→ TEXT EXTRACT
= = = =
Silence as an Answer: Dead Ends as Progress

by George Faithful

It is a rare privilege to interview a leader of a living religious community, the historical roots of which one has been researching. I had such a privilege in June, 2010, when my wife and I had tea with Sister Verita of the Evangelical Sisterhood of Mary in Darmstadt, Germany.

My research concerned the formation and early years of the sisterhood. I had many questions. How were its founders shaped by their experience of the Weimar Republic and the Third Reich? To what extent had the sisterhood’s message and mission developed since its formal founding in 1946? What do the living sisters remember from those early years? And has the sisterhood maintained any sort of archive?

 

The gates of Kanaan, the devotional gardens and site of the motherhouse of the Evangelical Sisterhood of Mary, Darmstadt, Germany. Usually, to the left of the gate stands a relief of angels and the word “Repent!” It was then under renovation. Photo © 2010 Enelia V. Faithful

Sister Verita had few answers to my specific questions, though she filled us with crackers and Cup o’ Soup, for which I was extremely grateful, with an athlete’s appetite on a grad student’s budget.
= = = =
→ EXTRACTED MATERIAL
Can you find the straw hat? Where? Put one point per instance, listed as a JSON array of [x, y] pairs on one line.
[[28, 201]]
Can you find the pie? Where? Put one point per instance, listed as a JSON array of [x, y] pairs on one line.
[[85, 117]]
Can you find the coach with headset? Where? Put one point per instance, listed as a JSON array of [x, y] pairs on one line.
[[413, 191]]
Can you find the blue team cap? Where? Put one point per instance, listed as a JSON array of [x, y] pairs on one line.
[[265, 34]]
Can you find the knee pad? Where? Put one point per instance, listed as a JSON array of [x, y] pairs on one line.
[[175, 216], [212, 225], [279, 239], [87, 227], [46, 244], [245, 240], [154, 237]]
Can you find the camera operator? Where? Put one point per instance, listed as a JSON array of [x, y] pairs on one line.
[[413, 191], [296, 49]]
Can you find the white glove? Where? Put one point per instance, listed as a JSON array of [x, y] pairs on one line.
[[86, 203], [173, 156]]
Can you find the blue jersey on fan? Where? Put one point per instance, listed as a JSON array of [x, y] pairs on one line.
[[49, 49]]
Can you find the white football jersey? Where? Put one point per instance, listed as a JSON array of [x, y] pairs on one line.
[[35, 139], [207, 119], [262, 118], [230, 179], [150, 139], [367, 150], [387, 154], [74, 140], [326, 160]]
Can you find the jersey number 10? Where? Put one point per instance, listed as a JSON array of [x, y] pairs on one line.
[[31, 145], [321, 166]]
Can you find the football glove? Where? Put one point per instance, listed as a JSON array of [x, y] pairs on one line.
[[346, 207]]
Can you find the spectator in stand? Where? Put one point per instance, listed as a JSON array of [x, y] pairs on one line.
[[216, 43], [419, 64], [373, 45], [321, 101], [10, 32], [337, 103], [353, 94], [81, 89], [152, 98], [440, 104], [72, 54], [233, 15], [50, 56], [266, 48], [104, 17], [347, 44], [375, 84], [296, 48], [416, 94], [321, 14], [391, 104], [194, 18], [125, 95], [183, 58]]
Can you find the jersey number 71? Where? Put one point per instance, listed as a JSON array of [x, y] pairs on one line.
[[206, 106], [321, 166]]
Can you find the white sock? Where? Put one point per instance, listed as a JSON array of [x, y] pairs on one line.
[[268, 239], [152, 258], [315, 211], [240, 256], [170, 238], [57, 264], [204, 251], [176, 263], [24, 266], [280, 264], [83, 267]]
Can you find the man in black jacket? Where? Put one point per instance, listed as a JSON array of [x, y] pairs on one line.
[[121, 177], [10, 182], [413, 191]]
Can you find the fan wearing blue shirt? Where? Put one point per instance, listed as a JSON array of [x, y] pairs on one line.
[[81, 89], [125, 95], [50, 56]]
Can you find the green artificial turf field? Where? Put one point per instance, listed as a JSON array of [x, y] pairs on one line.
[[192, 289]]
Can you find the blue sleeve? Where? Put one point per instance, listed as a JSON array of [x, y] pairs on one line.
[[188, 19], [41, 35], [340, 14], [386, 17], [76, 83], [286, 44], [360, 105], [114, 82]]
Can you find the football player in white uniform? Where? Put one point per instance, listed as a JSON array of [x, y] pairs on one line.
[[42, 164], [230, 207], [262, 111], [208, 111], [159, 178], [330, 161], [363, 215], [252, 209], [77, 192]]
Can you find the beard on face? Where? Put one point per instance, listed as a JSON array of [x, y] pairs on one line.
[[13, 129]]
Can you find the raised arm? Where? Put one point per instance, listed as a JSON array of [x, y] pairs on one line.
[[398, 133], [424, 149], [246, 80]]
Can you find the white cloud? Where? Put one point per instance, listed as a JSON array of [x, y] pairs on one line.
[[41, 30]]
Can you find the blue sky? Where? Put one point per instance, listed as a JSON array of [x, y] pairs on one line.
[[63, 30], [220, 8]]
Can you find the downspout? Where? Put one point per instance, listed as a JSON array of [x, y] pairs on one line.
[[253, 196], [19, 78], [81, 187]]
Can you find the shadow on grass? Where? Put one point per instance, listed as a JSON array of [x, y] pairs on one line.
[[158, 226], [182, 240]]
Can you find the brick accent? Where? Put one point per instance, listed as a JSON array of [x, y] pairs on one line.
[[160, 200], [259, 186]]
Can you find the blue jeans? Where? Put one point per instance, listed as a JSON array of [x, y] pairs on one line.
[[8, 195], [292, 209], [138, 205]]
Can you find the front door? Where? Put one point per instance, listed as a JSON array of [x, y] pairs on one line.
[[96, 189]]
= = = =
→ REQUESTS
**1.** In the essay "Silence as an Answer," where does the Evangelical Sisterhood of Mary have its motherhouse?
**2.** According to the essay "Silence as an Answer," why was the author extremely grateful for the crackers and Cup o' Soup?

→ THE SOLUTIONS
**1.** At Kanaan, its devotional gardens in Darmstadt, Germany.

**2.** He had an athlete's appetite on a grad student's budget.